Complete the following
[1] Answer these questions using the article on the Lakeside Mall redevelopment:
(a) How many acres does Lakeside City Center cover?
(b) What is the dollar value of the Transformational Brownfield incentive package?
(c) Who appointed Michael Taylor to the MEDC Executive Committee, and in what year?
[2] In the article on the Lakeside Mall redevelopment, condense the paragraph beginning "Last week, the project received" into a short bulleted list that keeps its main facts.

This Connected Mayor Got $270.7 Million From Michigan Taxpayers

Did the state development slush fund give the money to Sterling Heights just because its mayor is on its executive committee?

By Anna Hoffman · June 30, 2026

The redevelopment of Sterling Heights' former Lakeside Mall is a textbook example of what Michigan officials call “economic development,” which primarily benefits those already in power.

The Sterling Heights Lakeside Mall is being transformed into Lakeside City Center, a 110-acre mixed-use development site backed by one of Michigan’s largest incentive packages in recent history.

Last week, the project received massive assistance through the Michigan Economic Development Corporation (MEDC), including approval of a $270.7 million Transformational Brownfield incentive package, allowing future tax revenues generated by the site to reimburse eligible development costs over the next three decades.

Sterling Heights Mayor Michael Taylor has been one of Lakeside's strongest public advocates and described that the project would bring “hundreds of new jobs, hundreds of permanent new jobs for our community and thousands of construction jobs” and a “walkable community that would serve as a model.”

But what’s rarely mentioned is that, in 2025, Gov. Gretchen Whitmer appointed Taylor to the MEDC Executive Committee, the leadership body of the state's primary economic development agency.

What message does it send to the rest of Michigan when the very people tasked with choosing winners and losers on a statewide level can benefit from the projects they approve?

Sterling Heights shopping mall with crowded parking lot, representing the city that received millions in state funding

The Lakeside project illustrates how MEDC has increasingly come to resemble an exclusive club for Lansing’s elite.

Lakeside isn't an isolated project—it's part of a broader MEDC strategy that relies on targeted subsidies for a small number of high-profile developments.

As we've seen before, Michigan has committed billions of dollars to incentive packages in pursuit of promised economic gains, raising recurring questions about an economic development strategy that picks winners and losers.

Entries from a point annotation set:
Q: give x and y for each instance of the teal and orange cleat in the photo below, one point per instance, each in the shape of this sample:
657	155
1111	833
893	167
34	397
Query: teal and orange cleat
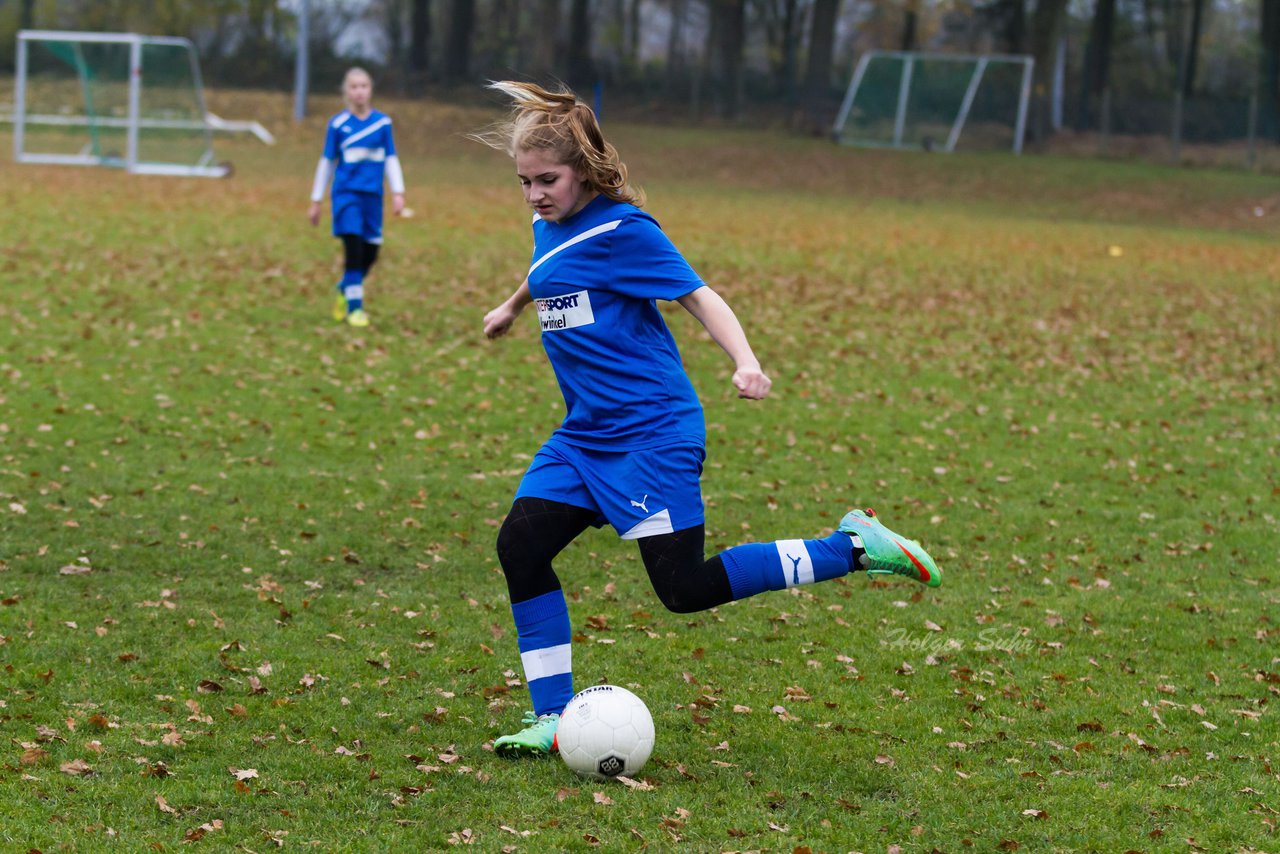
888	553
536	739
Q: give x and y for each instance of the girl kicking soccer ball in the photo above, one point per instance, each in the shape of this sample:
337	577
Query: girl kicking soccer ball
359	154
630	450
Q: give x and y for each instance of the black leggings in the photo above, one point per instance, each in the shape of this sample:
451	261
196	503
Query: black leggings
538	529
357	254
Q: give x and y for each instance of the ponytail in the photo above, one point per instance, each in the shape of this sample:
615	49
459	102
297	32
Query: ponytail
558	123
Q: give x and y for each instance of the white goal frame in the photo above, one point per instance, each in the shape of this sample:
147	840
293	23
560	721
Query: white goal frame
132	123
981	62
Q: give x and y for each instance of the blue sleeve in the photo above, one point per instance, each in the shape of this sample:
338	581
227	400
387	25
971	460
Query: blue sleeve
645	264
330	141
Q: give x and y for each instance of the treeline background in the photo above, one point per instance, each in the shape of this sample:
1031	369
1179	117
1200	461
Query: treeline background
763	62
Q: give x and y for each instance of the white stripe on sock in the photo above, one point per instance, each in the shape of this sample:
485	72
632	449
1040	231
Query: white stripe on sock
795	562
547	661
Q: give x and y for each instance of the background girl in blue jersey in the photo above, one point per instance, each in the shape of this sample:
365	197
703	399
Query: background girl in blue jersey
359	154
630	450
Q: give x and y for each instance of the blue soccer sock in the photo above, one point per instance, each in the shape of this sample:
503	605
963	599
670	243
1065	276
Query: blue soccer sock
757	567
543	634
352	287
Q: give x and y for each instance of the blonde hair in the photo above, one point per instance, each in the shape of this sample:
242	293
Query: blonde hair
565	127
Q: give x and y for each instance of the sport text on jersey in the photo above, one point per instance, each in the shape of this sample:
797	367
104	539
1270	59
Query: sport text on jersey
565	311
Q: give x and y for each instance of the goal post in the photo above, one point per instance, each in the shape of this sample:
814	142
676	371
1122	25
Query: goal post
120	100
926	100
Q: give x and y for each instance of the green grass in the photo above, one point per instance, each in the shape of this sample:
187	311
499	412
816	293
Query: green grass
1086	442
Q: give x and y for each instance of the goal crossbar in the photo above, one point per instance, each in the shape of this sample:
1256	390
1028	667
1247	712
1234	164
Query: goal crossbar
910	59
132	122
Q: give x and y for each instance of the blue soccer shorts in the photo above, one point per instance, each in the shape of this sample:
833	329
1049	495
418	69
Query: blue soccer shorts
359	214
640	493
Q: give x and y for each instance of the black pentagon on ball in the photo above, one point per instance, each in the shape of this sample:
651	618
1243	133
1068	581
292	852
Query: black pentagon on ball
612	766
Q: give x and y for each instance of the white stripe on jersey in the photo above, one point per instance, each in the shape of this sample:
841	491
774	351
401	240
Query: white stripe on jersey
795	561
585	236
361	135
364	155
549	661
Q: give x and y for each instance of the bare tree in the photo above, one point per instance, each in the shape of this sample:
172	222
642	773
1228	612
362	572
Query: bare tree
457	49
910	23
1046	28
1097	59
581	71
544	37
419	42
817	80
1269	33
725	41
1193	42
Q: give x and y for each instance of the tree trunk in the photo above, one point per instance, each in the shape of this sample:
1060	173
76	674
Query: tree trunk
1269	85
789	44
581	72
631	45
1097	59
817	78
396	42
1193	46
457	49
419	44
910	22
544	37
1046	28
676	45
726	39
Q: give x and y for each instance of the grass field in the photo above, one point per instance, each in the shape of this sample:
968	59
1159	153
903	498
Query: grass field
247	587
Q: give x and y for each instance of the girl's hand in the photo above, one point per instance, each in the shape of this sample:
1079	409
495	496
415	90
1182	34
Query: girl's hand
752	383
498	322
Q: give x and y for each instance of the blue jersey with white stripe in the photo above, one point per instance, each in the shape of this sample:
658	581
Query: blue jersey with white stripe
595	278
361	147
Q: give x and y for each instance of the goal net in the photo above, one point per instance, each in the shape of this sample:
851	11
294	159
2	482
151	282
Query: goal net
112	100
920	100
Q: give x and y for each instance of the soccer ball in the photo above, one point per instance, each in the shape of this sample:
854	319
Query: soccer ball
606	731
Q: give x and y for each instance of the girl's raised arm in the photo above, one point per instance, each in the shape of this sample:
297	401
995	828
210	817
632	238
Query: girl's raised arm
718	319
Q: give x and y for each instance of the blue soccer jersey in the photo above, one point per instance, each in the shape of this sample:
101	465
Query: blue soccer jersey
594	279
361	149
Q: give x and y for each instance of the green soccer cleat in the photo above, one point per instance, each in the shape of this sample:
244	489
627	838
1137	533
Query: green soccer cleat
536	739
888	553
357	318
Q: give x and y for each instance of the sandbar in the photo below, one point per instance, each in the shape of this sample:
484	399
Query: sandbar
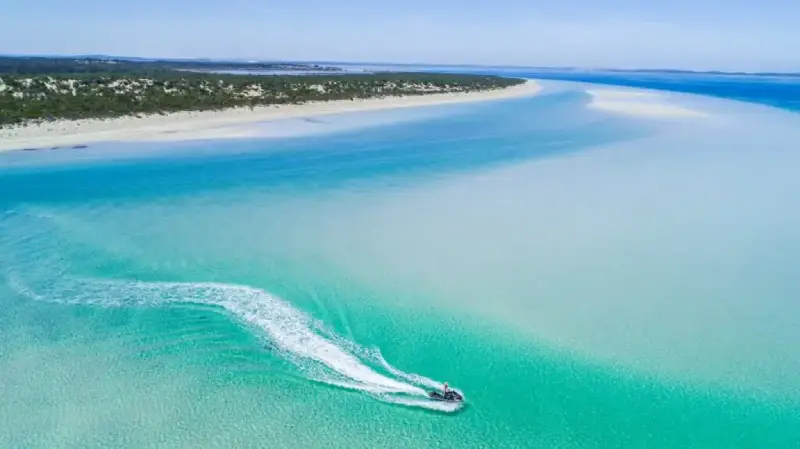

Problem solutions
[1]
(a) 110 acres
(b) $270.7 million
(c) Gov. Gretchen Whitmer, in 2025

[2]
- Last week, the project received major assistance from the Michigan Economic Development Corporation (MEDC).
- This included approval of a $270.7 million Transformational Brownfield incentive package.
- Future tax revenues from the site will reimburse eligible development costs over the next three decades.